(Righe archiviate)
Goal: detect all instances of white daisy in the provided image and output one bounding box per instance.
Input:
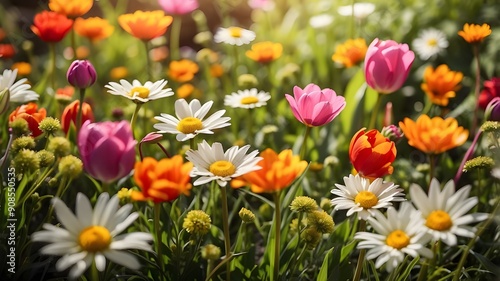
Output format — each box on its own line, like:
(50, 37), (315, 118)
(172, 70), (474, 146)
(331, 174), (404, 220)
(410, 178), (488, 246)
(186, 140), (262, 186)
(214, 26), (255, 46)
(153, 99), (231, 141)
(412, 28), (449, 60)
(0, 69), (38, 103)
(104, 79), (174, 103)
(337, 3), (375, 19)
(224, 88), (271, 108)
(354, 202), (432, 272)
(31, 193), (153, 279)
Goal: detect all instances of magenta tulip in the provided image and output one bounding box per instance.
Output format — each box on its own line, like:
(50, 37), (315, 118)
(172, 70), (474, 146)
(285, 84), (345, 127)
(66, 60), (97, 89)
(365, 38), (415, 94)
(158, 0), (199, 15)
(78, 121), (136, 183)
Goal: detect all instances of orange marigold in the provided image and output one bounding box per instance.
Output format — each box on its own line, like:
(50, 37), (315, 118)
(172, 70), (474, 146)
(168, 59), (199, 83)
(245, 41), (283, 63)
(74, 17), (115, 42)
(458, 23), (491, 44)
(118, 10), (173, 41)
(131, 155), (193, 203)
(49, 0), (94, 18)
(332, 38), (368, 67)
(421, 64), (464, 106)
(399, 114), (469, 154)
(9, 102), (47, 138)
(231, 148), (307, 193)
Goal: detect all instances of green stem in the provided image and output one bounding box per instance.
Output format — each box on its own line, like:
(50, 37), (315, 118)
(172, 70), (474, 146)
(170, 16), (182, 60)
(368, 93), (382, 129)
(153, 203), (165, 279)
(130, 103), (142, 139)
(76, 88), (86, 136)
(453, 198), (500, 281)
(273, 191), (281, 280)
(220, 186), (231, 281)
(352, 220), (366, 281)
(300, 126), (312, 159)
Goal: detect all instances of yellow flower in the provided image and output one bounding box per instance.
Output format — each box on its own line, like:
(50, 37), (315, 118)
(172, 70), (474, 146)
(73, 17), (115, 42)
(118, 10), (173, 41)
(421, 64), (464, 106)
(245, 41), (283, 63)
(458, 23), (491, 44)
(49, 0), (94, 18)
(399, 114), (469, 154)
(168, 59), (199, 83)
(332, 38), (368, 67)
(11, 62), (31, 76)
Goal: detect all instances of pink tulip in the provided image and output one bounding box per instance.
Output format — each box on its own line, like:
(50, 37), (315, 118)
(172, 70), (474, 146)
(158, 0), (199, 15)
(365, 38), (415, 94)
(78, 121), (136, 183)
(285, 84), (345, 127)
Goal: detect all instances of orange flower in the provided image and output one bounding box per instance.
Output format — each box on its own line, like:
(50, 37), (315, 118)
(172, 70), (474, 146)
(245, 41), (283, 63)
(61, 100), (94, 134)
(349, 128), (397, 179)
(31, 11), (73, 42)
(49, 0), (94, 18)
(74, 17), (115, 42)
(421, 64), (464, 106)
(231, 148), (307, 193)
(458, 23), (491, 44)
(9, 102), (47, 138)
(118, 10), (173, 41)
(399, 114), (469, 154)
(131, 155), (193, 203)
(332, 38), (368, 67)
(0, 44), (16, 59)
(11, 61), (31, 76)
(168, 59), (199, 83)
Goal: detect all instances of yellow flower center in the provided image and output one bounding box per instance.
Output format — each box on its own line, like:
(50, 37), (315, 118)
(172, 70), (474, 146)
(177, 117), (203, 134)
(78, 225), (111, 253)
(209, 160), (236, 177)
(240, 97), (259, 104)
(427, 38), (437, 47)
(229, 27), (241, 38)
(354, 191), (378, 209)
(425, 210), (453, 231)
(130, 87), (149, 99)
(385, 229), (410, 250)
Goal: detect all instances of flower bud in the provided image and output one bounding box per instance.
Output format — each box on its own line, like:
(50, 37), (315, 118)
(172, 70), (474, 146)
(66, 60), (97, 89)
(58, 155), (83, 179)
(0, 88), (10, 114)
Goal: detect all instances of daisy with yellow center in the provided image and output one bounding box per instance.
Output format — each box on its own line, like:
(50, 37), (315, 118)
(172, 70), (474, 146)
(245, 41), (283, 63)
(31, 193), (153, 280)
(104, 79), (174, 103)
(412, 28), (449, 60)
(214, 26), (255, 46)
(153, 99), (231, 141)
(224, 88), (271, 108)
(331, 174), (404, 220)
(421, 64), (464, 106)
(410, 178), (488, 246)
(118, 10), (173, 41)
(354, 202), (432, 272)
(458, 23), (491, 44)
(186, 140), (262, 186)
(332, 38), (368, 67)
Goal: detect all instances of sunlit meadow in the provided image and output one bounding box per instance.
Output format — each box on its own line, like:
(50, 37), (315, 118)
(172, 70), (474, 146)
(0, 0), (500, 281)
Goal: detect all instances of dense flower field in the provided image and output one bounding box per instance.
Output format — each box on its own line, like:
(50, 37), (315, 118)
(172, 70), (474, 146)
(0, 0), (500, 281)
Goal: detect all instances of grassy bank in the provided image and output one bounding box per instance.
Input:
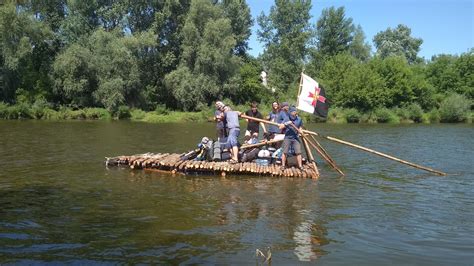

- PROBLEMA DA RISOLVERE -
Ricopia fedelmente, per favore, tutte le righe qui sopra, senza alcuna modifica, ma omettendo le immagini.

- RISULTATO -
Goal: detect all instances of white daisy in the provided image and output one bounding box per instance.
Input:
Output format — each box on its own line, like:
(50, 37), (315, 118)
(172, 70), (474, 146)
(331, 174), (404, 220)
(410, 178), (488, 246)
(186, 140), (262, 186)
(214, 26), (255, 46)
(153, 99), (231, 141)
(412, 28), (449, 60)
(0, 69), (38, 103)
(104, 79), (174, 103)
(337, 3), (375, 19)
(224, 88), (271, 108)
(354, 202), (432, 272)
(31, 193), (153, 279)
Goal: detect all instances of magenta tulip in the provided image and output one bounding box per instance.
Output format — each box on its own line, like:
(50, 37), (315, 118)
(172, 70), (474, 146)
(285, 84), (345, 127)
(66, 60), (97, 89)
(365, 38), (415, 94)
(158, 0), (199, 15)
(78, 121), (136, 183)
Goal: detect all instances of orange marigold in the provided image and output one bounding box per instance.
Output format — each box on its own line, like:
(50, 37), (315, 118)
(172, 70), (474, 146)
(168, 59), (199, 83)
(245, 41), (283, 63)
(74, 17), (115, 42)
(458, 23), (491, 44)
(118, 10), (173, 41)
(131, 155), (193, 203)
(49, 0), (94, 18)
(332, 38), (368, 67)
(421, 64), (464, 106)
(399, 114), (469, 154)
(9, 102), (47, 138)
(231, 148), (307, 193)
Goal: detect all instances of green stem in the provided image and output one bounding box per instance.
Output format — each box on its own line, like:
(50, 37), (315, 118)
(172, 70), (474, 146)
(170, 16), (182, 60)
(368, 93), (382, 129)
(153, 203), (165, 279)
(130, 103), (142, 139)
(76, 88), (86, 136)
(453, 198), (500, 281)
(273, 191), (281, 280)
(220, 186), (231, 281)
(352, 220), (366, 281)
(300, 126), (312, 159)
Goal: detect all instances of yellow flower in the provided image and output one bounding box per instance.
Output format — each box on its own line, like:
(50, 37), (315, 118)
(172, 70), (474, 146)
(73, 17), (115, 42)
(118, 10), (173, 41)
(421, 64), (464, 106)
(245, 41), (283, 63)
(458, 23), (491, 44)
(49, 0), (94, 18)
(399, 114), (469, 154)
(168, 59), (199, 83)
(332, 38), (368, 67)
(11, 62), (31, 76)
Goal: detect all instances of pink tulip in the provided image and output one bounding box per instance.
Output format — each box on its own line, like:
(50, 37), (315, 118)
(172, 70), (474, 146)
(158, 0), (199, 15)
(365, 38), (415, 94)
(78, 121), (136, 183)
(285, 84), (345, 127)
Goal: detect all instances of orange flower in the provided image and output one bounding box per instance.
Output format — each box on its own line, like:
(50, 37), (315, 118)
(172, 70), (474, 146)
(245, 41), (283, 63)
(61, 100), (94, 134)
(349, 128), (397, 179)
(31, 11), (73, 42)
(49, 0), (94, 18)
(74, 17), (115, 42)
(421, 64), (464, 106)
(231, 148), (307, 193)
(458, 23), (491, 44)
(9, 102), (47, 138)
(118, 10), (173, 41)
(399, 114), (469, 154)
(131, 155), (193, 203)
(332, 38), (368, 67)
(0, 44), (16, 59)
(11, 61), (31, 76)
(168, 59), (199, 83)
Goal: detect all instances of yellow flower center in the provided image and output one bounding box per instance.
Output format — each box on its own line, like:
(50, 37), (315, 118)
(172, 70), (474, 146)
(177, 117), (203, 134)
(78, 225), (111, 253)
(209, 160), (236, 177)
(240, 97), (259, 104)
(427, 38), (437, 47)
(229, 27), (241, 38)
(354, 191), (378, 209)
(425, 210), (453, 231)
(130, 87), (149, 99)
(385, 229), (410, 250)
Goal: detect all instances of flower bud in the provided image and output one bounding box per instance.
Output format — each box on its own line, like:
(50, 37), (315, 118)
(172, 70), (474, 146)
(66, 60), (97, 89)
(58, 155), (83, 179)
(0, 88), (10, 114)
Goal: detect all instances of daisy with yellow center in the provided image and output one bounding box per instance.
Output format — each box on its own line, like:
(50, 37), (315, 118)
(172, 70), (474, 146)
(245, 41), (283, 63)
(31, 193), (153, 280)
(104, 79), (174, 103)
(412, 28), (449, 60)
(214, 26), (255, 46)
(153, 99), (231, 141)
(224, 88), (271, 108)
(331, 174), (404, 220)
(421, 64), (464, 106)
(410, 178), (488, 246)
(118, 10), (173, 41)
(354, 202), (432, 272)
(458, 23), (491, 44)
(186, 140), (262, 186)
(332, 38), (368, 67)
Goal: detect all instances of sunlit meadow in the provided image and output one bounding box per instance.
Output format — each box on its own line, like:
(50, 37), (315, 118)
(172, 70), (474, 146)
(0, 0), (500, 281)
Goal: detect all instances of dense flower field in the provided image and output one bounding box per instance.
Output format — each box on its own line, like:
(50, 37), (315, 118)
(172, 70), (474, 146)
(0, 0), (500, 281)
Goal: detect all instances of grassy bank in the provided image and output one bounding box per instance.
Input:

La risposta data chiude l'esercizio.